# START OF Recorded data

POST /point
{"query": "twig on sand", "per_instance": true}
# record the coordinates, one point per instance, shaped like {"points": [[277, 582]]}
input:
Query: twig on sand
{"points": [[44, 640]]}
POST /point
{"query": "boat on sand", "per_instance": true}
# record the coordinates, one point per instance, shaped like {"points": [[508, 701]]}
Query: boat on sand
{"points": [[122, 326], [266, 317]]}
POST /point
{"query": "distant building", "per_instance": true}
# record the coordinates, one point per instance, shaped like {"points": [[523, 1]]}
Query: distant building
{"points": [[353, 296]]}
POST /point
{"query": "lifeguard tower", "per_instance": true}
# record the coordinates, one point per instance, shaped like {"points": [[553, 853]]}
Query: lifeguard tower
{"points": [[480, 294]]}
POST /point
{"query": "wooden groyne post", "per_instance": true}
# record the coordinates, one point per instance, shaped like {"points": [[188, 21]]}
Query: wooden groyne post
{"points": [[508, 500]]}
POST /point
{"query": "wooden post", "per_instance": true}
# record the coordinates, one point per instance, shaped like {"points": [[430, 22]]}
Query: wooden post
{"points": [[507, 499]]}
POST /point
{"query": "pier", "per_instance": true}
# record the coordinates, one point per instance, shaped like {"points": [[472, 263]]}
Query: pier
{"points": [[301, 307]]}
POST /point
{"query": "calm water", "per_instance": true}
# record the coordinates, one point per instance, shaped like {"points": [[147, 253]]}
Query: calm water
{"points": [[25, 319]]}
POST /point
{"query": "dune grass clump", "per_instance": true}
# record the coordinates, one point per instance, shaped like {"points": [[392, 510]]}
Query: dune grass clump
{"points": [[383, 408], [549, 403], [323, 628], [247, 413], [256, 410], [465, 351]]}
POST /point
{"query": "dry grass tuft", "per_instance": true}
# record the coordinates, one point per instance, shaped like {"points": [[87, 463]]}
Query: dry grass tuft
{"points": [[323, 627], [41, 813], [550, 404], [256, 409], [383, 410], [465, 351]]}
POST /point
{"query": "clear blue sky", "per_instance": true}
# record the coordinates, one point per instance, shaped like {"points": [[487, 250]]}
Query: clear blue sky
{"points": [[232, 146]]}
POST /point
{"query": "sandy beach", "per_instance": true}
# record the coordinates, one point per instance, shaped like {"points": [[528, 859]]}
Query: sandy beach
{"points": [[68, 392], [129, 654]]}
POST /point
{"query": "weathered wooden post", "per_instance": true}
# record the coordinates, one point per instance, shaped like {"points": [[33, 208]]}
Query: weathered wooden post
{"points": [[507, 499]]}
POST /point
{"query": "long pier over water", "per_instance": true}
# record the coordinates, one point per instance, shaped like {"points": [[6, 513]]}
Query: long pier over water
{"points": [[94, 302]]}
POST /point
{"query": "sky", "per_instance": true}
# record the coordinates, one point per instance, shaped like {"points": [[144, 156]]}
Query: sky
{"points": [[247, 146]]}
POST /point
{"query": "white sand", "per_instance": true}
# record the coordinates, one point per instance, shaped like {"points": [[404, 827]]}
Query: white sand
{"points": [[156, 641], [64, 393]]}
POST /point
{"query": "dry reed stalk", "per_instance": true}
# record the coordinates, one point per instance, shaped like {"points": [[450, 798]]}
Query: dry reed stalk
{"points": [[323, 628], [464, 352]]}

# END OF Recorded data
# START OF Recorded data

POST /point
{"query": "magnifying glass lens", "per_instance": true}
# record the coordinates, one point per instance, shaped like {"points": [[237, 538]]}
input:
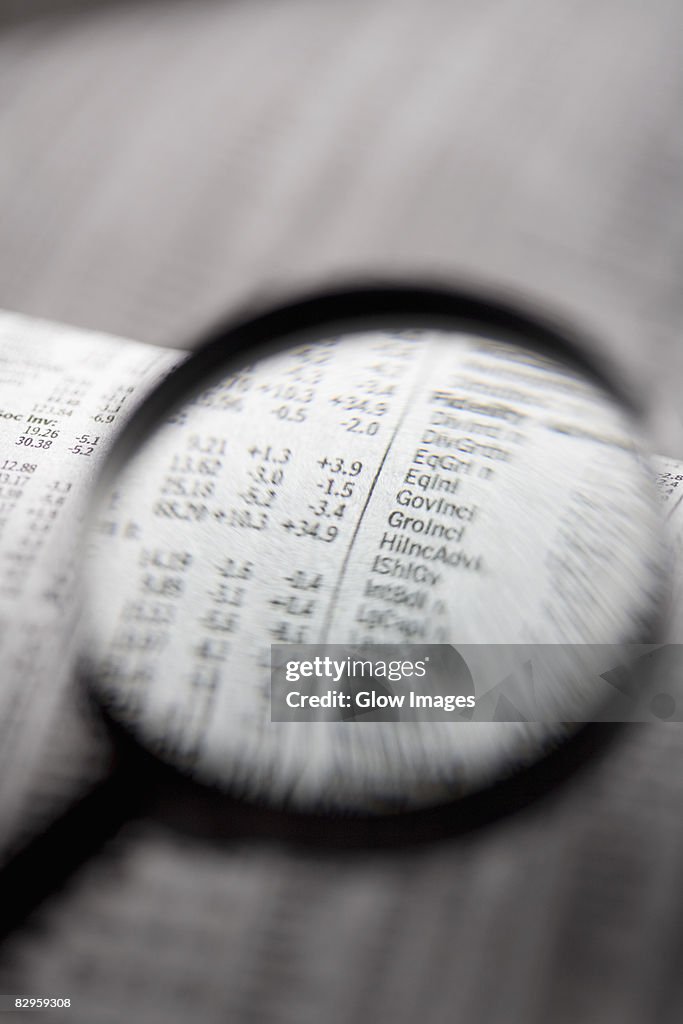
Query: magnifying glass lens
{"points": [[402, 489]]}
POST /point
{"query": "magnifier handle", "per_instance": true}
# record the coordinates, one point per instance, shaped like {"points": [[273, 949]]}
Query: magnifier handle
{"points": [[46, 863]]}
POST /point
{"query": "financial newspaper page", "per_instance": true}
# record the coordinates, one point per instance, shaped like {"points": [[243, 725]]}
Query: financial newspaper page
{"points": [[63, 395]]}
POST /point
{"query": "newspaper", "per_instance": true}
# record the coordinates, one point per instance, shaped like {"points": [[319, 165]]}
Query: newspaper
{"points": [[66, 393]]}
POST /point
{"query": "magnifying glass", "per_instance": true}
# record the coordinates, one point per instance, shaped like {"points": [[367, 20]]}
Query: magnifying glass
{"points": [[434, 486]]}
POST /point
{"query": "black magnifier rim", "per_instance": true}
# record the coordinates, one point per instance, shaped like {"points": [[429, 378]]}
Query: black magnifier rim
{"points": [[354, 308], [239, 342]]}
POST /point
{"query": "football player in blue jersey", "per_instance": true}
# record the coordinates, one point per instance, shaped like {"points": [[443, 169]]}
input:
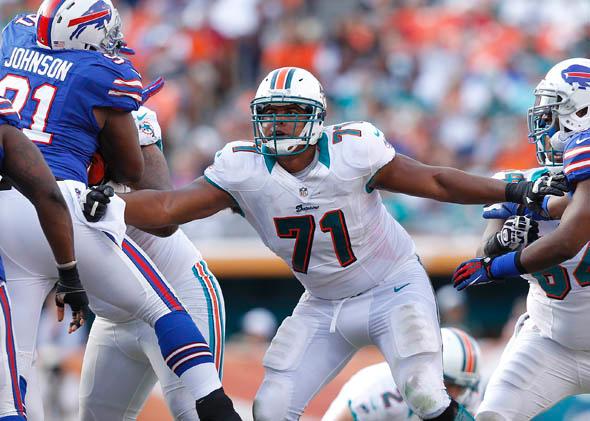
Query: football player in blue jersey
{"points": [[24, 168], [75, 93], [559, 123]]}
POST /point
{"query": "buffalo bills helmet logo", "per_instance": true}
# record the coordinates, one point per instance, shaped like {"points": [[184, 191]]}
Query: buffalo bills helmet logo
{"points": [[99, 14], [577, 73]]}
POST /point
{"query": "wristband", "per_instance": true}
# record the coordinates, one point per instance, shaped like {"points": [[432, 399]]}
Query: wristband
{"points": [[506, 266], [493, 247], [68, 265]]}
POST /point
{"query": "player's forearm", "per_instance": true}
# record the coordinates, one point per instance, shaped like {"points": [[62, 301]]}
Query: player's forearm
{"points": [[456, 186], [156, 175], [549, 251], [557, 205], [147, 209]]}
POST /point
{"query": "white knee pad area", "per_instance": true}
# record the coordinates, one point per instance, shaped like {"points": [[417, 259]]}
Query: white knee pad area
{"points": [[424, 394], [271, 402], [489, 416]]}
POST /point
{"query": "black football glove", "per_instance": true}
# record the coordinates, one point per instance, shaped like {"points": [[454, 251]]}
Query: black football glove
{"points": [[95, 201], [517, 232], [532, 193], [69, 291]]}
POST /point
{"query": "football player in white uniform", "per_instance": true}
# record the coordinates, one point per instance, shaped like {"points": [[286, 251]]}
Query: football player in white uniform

# END OF Recorded data

Extract every line of the listing above that contains the word "football".

{"query": "football player in blue jersey", "per_instance": true}
Query: football player in blue jersey
{"query": "black football glove", "per_instance": true}
Query: black football glove
{"query": "football player in white uniform", "per_instance": true}
Query: football player in white uniform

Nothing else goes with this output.